• GESTELLTE AUFGABE
Welche zwei Projekte nennt Philipp Nykrin im Interview als seine persönlichsten?

• ANGEZEIGTER TEXT
──────────────────────────────

Philipp Nykrin: Es ist definitiv so, dass mein Soloprojekt und Namby Pamby Boy meine persönlichsten Projekte sind. Und zwar deswegen, weil es genau die Bands sind, in denen „Philipp Nykrin“ am meisten zu hören ist. Natürlich ist es schön, in vielen verschiedenen Projekten dabei zu sein und viel Verschiedenes machen zu können. Aber man merkt irgendwann dann schon, dass es auch gut tut, sich einmal auf einige wenige Projekte zu konzentrieren und diese voranzutreiben. Ich habe jetzt auch beschlossen, dass ich in Zukunft – wann genau, weiß ich noch nicht – definitiv eine wirkliche Soloplatte aufnehmen werde.
Aber ganz auf andere Projekte werden Sie nicht verzichten.
Philipp Nykrin: Natürlich nicht. Es ist wichtig, die eigene Vielseitigkeit zu erhalten. Auch weil man damit verhindert, in eine Art Betriebsblindheit zu verfallen.
Ist es eigentlich angedacht, mit der Platte auch auf Tour zu gehen?
Philipp Nykrin: Ja, mit Sicherheit. Ich fokussiere mich aber im Moment auf das Konzert im Wiener Konzerthaus. Aber ja, es ist definitiv ein Projekt, das ich weiterverfolge und mit dem ich auch unterwegs sein werde.

──────────────────────────────

• DATENAUSZUG

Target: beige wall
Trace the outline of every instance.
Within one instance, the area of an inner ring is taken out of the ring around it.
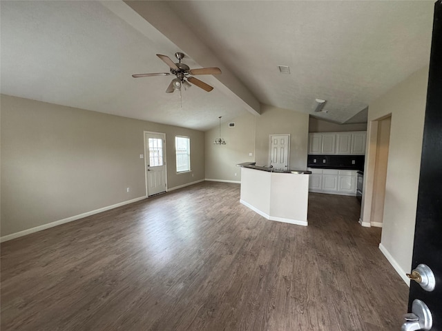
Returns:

──────────────────────────────

• ERGEBNIS DER AUFGABE
Sein Soloprojekt und Namby Pamby Boy.